= DIRECTIONS FOR THIS TASK =
Find each line in the listing below that contains the word "white", with case counting, and copy those lines.

Contour labeling items:
-=-=-
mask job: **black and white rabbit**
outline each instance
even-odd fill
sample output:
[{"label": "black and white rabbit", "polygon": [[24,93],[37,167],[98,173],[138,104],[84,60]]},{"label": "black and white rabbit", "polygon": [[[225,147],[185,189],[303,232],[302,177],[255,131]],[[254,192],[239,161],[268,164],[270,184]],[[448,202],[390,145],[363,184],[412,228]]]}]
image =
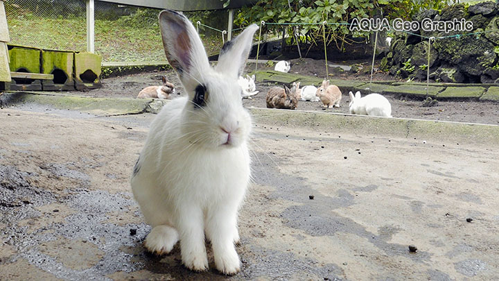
-=-=-
= RESPONSE TO THIS EXERCISE =
mask job: **black and white rabbit**
[{"label": "black and white rabbit", "polygon": [[24,93],[37,167],[98,173],[138,104],[84,60]]},{"label": "black and white rabbit", "polygon": [[[225,147],[185,189],[303,232],[302,177],[255,131]],[[254,192],[239,161],[268,164],[270,184]],[[448,202],[390,145],[363,184],[412,228]]]}]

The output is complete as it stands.